* [Data provided]
┄┄┄┄┄┄┄┄┄┄

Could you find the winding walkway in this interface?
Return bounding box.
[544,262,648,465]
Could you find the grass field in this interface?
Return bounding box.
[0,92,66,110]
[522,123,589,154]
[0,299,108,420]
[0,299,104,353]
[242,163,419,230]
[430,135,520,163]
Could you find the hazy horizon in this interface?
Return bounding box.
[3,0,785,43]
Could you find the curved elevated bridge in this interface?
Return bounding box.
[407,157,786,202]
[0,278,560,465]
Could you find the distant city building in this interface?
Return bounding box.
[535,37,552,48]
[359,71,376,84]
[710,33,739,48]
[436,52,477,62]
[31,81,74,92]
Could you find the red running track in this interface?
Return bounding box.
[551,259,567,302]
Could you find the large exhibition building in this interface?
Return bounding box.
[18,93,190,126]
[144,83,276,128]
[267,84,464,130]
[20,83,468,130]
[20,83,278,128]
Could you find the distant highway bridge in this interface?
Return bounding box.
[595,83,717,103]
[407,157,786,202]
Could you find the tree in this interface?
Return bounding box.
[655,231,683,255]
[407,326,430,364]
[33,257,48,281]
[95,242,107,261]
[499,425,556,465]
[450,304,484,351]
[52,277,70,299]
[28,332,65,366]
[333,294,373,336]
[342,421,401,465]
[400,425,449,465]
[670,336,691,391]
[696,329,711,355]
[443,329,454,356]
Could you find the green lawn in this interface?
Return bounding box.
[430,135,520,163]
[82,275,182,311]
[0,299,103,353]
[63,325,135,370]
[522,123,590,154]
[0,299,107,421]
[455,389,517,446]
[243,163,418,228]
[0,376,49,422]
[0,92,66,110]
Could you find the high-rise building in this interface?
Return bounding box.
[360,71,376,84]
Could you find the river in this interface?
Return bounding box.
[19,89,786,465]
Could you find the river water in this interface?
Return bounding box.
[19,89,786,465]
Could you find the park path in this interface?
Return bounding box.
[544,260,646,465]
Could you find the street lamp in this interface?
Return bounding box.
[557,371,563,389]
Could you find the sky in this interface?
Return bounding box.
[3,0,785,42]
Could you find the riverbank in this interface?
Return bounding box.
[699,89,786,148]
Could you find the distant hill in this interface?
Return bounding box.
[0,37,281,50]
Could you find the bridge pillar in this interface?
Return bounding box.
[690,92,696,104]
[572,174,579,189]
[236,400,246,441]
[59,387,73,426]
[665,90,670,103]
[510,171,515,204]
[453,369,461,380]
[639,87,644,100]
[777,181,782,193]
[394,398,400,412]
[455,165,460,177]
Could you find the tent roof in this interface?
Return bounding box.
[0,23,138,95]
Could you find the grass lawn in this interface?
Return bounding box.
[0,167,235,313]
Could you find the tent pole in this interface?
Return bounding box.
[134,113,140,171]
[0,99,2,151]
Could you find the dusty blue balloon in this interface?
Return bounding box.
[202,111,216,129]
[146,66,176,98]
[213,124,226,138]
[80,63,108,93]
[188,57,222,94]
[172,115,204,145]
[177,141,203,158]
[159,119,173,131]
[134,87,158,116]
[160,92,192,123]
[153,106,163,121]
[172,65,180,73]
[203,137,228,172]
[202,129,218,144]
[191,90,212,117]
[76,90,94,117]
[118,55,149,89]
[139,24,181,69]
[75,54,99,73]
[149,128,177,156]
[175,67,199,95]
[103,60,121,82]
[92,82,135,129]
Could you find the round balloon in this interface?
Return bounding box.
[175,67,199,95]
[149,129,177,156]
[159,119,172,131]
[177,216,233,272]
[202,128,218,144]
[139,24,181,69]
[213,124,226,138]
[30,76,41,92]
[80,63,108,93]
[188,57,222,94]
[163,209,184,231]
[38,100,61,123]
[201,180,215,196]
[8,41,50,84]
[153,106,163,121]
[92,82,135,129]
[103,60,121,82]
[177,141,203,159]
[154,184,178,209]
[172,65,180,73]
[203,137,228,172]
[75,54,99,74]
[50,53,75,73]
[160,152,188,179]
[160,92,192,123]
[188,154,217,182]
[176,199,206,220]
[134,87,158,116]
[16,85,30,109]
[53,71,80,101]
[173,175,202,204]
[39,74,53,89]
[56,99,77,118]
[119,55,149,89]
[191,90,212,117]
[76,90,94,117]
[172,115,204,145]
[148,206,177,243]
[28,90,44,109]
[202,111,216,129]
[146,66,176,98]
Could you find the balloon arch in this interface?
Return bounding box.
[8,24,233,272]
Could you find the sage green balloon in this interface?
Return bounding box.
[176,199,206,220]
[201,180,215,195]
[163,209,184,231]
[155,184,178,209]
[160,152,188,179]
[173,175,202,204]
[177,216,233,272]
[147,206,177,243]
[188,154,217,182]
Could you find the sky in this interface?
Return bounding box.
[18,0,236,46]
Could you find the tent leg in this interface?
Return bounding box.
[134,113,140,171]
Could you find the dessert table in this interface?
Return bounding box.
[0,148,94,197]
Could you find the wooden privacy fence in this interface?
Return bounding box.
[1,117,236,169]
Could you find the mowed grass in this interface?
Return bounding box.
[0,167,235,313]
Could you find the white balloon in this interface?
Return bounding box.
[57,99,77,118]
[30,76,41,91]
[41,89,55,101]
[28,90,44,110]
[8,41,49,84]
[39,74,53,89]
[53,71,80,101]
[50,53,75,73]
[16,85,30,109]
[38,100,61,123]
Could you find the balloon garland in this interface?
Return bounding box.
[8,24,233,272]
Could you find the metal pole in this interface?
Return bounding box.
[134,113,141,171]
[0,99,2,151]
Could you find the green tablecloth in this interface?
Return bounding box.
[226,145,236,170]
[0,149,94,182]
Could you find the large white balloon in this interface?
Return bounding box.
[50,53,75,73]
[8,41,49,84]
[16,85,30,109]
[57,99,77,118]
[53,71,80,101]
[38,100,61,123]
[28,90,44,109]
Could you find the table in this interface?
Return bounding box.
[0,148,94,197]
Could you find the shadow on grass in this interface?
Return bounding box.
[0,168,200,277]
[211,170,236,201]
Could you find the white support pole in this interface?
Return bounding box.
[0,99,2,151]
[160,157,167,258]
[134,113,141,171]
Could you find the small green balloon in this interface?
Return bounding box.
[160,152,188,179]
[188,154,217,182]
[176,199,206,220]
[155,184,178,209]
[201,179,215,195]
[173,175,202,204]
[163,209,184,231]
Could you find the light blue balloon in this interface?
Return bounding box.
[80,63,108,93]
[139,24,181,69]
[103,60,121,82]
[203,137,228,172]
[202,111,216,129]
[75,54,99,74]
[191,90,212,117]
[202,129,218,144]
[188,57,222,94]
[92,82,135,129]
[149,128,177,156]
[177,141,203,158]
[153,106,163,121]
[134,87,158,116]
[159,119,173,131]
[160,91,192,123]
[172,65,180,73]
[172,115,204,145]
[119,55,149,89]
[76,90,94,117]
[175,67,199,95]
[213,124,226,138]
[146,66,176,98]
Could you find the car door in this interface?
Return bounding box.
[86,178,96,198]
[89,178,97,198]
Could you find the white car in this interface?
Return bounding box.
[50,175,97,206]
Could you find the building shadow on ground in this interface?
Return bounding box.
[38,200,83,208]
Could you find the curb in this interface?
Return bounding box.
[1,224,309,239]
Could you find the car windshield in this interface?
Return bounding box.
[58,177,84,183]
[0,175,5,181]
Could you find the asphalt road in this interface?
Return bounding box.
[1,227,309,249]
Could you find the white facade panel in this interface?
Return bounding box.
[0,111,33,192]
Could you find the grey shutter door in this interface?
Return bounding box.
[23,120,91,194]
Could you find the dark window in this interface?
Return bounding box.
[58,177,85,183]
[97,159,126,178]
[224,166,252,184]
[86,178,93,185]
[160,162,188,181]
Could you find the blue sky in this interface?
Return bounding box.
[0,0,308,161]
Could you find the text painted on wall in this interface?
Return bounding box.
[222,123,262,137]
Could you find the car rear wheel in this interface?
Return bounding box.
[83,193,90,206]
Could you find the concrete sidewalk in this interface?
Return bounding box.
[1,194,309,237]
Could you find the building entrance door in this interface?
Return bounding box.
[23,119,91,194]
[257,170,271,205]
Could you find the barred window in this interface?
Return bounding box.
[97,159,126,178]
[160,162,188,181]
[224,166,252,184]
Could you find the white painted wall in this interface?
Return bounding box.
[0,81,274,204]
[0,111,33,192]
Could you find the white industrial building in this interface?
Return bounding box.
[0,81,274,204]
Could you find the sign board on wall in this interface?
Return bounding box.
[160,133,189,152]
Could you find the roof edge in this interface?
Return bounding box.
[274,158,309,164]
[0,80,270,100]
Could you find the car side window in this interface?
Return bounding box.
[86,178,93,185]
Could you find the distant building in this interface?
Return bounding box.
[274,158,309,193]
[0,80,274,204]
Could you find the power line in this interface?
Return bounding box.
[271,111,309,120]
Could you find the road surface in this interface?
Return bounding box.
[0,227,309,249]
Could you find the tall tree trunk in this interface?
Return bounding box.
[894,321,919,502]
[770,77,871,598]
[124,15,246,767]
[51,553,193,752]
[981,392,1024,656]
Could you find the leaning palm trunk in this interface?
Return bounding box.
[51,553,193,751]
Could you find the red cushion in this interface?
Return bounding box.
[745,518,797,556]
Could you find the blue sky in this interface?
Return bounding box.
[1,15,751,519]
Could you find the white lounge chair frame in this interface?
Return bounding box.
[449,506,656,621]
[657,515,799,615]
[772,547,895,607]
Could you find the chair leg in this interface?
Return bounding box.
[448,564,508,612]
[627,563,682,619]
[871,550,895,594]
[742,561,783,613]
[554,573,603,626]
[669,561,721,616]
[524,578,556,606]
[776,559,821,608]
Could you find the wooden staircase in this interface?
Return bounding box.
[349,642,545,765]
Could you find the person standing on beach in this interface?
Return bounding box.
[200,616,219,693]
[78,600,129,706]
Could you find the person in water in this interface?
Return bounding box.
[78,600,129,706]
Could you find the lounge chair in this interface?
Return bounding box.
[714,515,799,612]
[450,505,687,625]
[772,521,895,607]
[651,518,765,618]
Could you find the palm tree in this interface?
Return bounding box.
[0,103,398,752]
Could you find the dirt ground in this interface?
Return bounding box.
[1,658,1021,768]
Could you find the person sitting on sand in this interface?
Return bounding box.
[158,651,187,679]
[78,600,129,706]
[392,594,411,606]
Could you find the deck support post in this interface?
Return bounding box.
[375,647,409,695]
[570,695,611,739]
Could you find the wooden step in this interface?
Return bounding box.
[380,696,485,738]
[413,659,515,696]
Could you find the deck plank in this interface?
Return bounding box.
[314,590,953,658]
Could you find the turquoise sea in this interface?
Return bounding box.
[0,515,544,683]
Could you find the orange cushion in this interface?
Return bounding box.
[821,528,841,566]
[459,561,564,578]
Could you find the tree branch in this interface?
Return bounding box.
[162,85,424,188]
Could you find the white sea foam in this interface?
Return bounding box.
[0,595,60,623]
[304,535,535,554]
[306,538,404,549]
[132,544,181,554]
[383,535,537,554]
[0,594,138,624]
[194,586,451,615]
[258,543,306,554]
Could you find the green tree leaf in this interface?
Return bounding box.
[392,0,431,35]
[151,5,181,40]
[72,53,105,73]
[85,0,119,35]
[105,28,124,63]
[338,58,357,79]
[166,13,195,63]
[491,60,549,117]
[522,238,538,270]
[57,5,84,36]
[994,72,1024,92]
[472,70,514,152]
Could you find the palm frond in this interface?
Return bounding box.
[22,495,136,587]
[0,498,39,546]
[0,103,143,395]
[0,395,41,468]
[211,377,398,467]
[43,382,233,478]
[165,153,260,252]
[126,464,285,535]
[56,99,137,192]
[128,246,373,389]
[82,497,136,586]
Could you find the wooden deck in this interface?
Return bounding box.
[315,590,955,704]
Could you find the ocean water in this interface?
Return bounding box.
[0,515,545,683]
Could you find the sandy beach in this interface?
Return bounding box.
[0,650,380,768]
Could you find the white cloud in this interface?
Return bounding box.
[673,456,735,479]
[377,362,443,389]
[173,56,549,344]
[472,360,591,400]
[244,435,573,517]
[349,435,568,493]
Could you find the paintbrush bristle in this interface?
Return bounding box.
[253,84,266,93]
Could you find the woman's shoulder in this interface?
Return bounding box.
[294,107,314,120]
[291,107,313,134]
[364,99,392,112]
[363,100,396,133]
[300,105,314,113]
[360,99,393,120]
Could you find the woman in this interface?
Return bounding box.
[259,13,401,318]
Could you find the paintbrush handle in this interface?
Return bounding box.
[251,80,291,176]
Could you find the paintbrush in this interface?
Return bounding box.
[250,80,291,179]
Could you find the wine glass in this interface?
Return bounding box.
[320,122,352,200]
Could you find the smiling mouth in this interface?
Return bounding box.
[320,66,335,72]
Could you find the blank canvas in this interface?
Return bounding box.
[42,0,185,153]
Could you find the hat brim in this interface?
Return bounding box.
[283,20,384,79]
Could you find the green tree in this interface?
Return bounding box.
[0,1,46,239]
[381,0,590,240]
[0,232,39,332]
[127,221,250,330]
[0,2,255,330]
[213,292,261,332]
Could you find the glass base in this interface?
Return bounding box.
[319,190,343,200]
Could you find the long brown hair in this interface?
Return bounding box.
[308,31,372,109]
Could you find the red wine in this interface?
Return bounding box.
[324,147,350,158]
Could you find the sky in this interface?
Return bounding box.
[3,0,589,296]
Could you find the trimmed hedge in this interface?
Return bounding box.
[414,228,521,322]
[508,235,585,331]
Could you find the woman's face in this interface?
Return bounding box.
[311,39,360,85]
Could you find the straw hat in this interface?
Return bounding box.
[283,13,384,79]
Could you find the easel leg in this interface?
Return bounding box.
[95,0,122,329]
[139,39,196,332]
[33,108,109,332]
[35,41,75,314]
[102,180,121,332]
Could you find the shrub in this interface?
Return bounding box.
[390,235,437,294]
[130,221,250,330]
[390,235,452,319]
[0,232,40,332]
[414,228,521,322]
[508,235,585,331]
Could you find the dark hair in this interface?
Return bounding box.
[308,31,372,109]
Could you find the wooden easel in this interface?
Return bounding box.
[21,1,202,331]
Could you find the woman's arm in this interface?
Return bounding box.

┄┄┄┄┄┄┄┄┄┄

* [What is needed] Where does the word "bridge" occur in the records? Return every line that holds it.

* [Exercise response]
Could you find the curved elevated bridge in this interface?
Could you find the distant highway bridge in this interface?
Could you find the bridge pillar in this interface?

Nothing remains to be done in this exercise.